BRIEF: The entries below should be set down again exactly, with every picture left out.

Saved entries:
↓

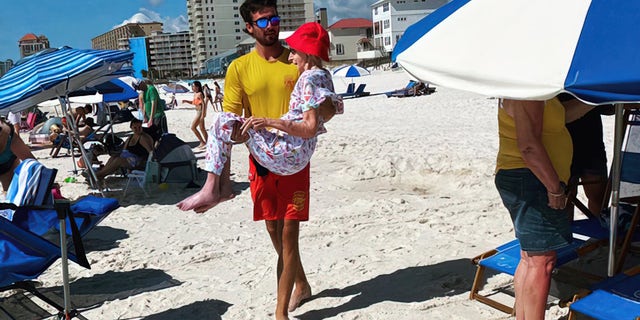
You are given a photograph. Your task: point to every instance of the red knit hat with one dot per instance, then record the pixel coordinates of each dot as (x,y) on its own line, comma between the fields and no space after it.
(310,38)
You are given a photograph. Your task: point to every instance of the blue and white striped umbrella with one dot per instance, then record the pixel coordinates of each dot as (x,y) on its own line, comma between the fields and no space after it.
(533,50)
(55,73)
(350,71)
(527,49)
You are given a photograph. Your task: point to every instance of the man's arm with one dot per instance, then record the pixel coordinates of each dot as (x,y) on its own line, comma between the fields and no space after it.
(528,116)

↑

RESPONSE:
You are given a photograph. Your task: point to every instance of the red knit hat with one dot per instance, then record the pixel coordinates of each dot as (x,y) on its own line, comma between the fields and no space after it.
(310,38)
You are given a photograph. Your task: point to every instance of the blue and white striped umbrella with one dot per instance, then record the pixel coordinates of each dot as (x,y) on its own line, comma between the fields and no space after it.
(533,50)
(55,73)
(350,71)
(527,49)
You are given a photograph. Your task: point to every instance of the man's arm with one dot per instance, then record the pixel coordinates of each dot as (x,y) on its own line, comma between the fields and no space after it.
(528,116)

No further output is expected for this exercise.